Data START

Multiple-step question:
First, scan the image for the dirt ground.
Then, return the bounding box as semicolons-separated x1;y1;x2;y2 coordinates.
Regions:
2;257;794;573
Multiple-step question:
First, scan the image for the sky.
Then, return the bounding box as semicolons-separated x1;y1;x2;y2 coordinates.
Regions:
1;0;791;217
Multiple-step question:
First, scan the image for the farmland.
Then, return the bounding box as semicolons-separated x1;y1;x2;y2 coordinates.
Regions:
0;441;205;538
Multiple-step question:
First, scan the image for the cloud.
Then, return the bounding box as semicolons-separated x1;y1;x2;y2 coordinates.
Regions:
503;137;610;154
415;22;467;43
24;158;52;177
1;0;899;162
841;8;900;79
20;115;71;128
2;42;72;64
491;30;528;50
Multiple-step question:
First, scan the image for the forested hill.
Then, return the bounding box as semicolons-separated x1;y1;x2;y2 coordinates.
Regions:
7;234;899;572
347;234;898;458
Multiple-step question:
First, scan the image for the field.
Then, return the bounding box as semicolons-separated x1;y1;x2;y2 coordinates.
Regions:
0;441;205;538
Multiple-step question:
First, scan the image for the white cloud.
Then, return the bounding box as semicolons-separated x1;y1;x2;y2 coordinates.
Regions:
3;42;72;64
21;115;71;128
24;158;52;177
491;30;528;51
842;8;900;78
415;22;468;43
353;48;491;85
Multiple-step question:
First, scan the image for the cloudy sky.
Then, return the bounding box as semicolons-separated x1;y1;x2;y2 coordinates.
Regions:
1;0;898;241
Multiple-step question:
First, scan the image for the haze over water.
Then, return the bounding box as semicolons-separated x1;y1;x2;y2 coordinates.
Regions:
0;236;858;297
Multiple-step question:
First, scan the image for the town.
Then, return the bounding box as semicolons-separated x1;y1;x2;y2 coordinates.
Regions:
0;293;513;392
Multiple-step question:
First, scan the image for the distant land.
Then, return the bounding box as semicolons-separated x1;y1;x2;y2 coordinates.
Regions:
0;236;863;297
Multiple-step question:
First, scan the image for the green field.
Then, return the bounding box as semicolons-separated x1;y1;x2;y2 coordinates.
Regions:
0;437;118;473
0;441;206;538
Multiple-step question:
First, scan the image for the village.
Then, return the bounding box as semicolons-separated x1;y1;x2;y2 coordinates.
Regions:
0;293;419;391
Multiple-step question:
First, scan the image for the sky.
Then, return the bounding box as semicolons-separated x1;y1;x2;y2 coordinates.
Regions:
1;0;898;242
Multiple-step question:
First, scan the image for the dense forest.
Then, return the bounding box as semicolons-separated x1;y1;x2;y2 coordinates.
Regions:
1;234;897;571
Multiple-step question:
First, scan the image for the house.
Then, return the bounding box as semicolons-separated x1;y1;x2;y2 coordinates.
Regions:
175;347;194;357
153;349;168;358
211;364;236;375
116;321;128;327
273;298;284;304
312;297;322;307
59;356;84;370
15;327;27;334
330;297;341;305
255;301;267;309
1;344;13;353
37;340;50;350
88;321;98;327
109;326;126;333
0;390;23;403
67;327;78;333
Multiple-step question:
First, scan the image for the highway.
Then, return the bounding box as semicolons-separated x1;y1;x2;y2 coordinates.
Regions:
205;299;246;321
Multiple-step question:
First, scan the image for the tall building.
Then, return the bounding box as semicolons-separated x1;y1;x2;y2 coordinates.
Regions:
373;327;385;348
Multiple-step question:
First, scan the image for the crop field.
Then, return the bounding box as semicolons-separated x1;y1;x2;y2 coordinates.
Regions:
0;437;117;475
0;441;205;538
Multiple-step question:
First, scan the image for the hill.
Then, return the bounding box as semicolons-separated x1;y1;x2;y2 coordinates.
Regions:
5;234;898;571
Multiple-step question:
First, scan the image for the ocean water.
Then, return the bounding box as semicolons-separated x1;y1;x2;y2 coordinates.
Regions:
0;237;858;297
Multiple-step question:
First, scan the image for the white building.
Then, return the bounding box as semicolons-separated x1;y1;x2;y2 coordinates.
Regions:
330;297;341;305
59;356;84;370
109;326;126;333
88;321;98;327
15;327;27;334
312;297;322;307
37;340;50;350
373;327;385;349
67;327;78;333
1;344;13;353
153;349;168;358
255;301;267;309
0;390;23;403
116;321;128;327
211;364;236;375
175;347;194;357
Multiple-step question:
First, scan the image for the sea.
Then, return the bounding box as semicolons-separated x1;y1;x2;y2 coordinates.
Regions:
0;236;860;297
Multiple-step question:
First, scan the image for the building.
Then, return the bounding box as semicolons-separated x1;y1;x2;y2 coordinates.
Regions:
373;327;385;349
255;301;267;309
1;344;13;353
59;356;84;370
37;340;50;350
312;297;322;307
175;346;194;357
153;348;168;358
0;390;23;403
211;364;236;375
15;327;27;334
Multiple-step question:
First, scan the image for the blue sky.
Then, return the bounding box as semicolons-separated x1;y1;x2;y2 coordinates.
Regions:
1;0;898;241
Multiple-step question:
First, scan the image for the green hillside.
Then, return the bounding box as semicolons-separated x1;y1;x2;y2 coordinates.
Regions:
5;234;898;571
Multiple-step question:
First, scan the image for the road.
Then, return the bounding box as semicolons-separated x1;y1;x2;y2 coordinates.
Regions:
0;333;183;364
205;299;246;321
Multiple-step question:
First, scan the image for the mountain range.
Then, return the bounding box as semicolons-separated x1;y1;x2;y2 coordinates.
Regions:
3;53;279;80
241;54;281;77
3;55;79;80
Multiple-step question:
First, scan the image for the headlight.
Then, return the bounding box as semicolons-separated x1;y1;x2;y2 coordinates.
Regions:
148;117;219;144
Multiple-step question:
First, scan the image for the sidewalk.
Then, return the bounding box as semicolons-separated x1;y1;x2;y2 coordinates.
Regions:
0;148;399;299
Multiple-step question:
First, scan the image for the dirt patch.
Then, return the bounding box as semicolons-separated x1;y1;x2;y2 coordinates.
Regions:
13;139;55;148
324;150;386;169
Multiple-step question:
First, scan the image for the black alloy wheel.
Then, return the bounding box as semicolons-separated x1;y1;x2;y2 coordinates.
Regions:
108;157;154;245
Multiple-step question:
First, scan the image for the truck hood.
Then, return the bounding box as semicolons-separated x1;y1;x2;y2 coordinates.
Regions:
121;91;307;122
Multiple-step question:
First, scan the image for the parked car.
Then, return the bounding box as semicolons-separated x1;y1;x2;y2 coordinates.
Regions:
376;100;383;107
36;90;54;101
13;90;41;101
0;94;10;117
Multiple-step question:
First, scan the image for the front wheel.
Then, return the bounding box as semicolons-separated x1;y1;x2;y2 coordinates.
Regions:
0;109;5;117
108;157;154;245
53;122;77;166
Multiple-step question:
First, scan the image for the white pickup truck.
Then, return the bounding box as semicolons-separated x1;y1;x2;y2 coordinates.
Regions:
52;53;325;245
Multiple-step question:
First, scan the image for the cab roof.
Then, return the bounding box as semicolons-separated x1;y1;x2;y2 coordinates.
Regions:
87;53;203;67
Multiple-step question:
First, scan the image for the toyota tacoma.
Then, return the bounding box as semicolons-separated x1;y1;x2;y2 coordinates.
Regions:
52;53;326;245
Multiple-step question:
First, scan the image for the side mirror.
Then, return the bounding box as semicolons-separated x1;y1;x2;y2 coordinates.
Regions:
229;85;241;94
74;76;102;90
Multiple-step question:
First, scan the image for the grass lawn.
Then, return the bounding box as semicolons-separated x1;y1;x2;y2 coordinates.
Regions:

Data END

- [Task prompt]
Send back the lines of the records word for word, from the very first through the line containing "First, scan the image for the distant land.".

- [Response to the task]
Multiple-step question:
First, scan the image for the dirt ground.
Then, return the bounding box as semicolons-separated x1;y1;x2;y2 coordinates.
Regions:
2;257;794;573
Multiple-step question:
First, scan the image for the sky.
Then, return the bounding box as semicolons-separated x1;y1;x2;y2 coordinates.
Regions:
1;0;791;217
Multiple-step question:
First, scan the image for the farmland.
Then, return the bounding box as semicolons-separated x1;y1;x2;y2 coordinates.
Regions:
0;441;205;538
Multiple-step question:
First, scan the image for the cloud.
Then, return the bounding box as semicolons-separated x1;y1;x2;y2 coordinates.
Regions:
503;137;610;154
415;22;467;43
24;158;52;177
1;0;899;162
841;8;900;79
20;115;71;128
2;42;72;64
491;30;528;50
Multiple-step question:
First, scan the image for the forested hill.
Then, return the bounding box as semicolons-separated x1;y1;x2;y2 coordinates.
Regions:
7;234;899;572
347;234;898;458
Multiple-step question:
First, scan the image for the field.
Then, return the bounding box as semicolons-separated x1;y1;x2;y2 coordinates.
Regions:
0;441;205;538
Multiple-step question:
First, scan the image for the white cloud.
Then, return the bounding box as semicolons-separated x1;y1;x2;y2 coordinates.
Regions:
3;42;72;64
21;115;71;128
24;158;52;177
491;30;528;51
842;8;900;78
415;22;468;43
353;48;491;85
Multiple-step question:
First, scan the image for the cloudy sky.
Then, return the bounding box as semicolons-separated x1;y1;x2;y2 coordinates.
Regions:
1;0;898;241
Multiple-step question:
First, scan the image for the haze over water.
Then, return the bounding box as semicolons-separated x1;y1;x2;y2 coordinates.
Regions:
0;236;858;297
Multiple-step question:
First, scan the image for the town.
Then, return the bounding box as semicolons-separated x1;y1;x2;y2 coordinates.
Regions:
0;293;513;392
Multiple-step question:
First, scan the image for the distant land.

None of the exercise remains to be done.